----- Supplied data
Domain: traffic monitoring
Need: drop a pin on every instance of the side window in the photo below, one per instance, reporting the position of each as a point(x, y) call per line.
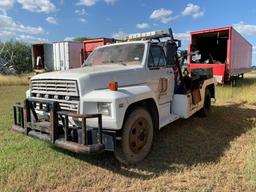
point(156, 57)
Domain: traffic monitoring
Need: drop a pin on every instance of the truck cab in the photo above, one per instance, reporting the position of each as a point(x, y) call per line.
point(121, 95)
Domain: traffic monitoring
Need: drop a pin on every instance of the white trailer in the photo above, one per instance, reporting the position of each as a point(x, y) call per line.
point(66, 55)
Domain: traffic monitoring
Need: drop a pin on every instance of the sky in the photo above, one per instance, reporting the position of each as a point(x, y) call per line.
point(57, 20)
----------
After dropping every picture, transcribe each entry exactly.

- [Task output]:
Domain: traffic monitoring
Need: drop a pin on every instance of the side window in the photo below, one per instance, reporting the position of each as a point(x, y) call per line.
point(156, 57)
Domain: traffic monitoring
Need: drop a pin on every instance of the truck cab in the photo above, one per instance, reporting the position of each as a point(x, y) call per line.
point(121, 95)
Domain: traffic monitoring
Need: drop a pin on every instance of the white trailer in the photo above, one per instance, reporting the position of each as a point(x, y) call per line.
point(66, 55)
Domain: traffic monitoring
Need: drop a pin on every instance of the sky in the photo above, one per instance, reporting the position of each as a point(x, y) call per line.
point(57, 20)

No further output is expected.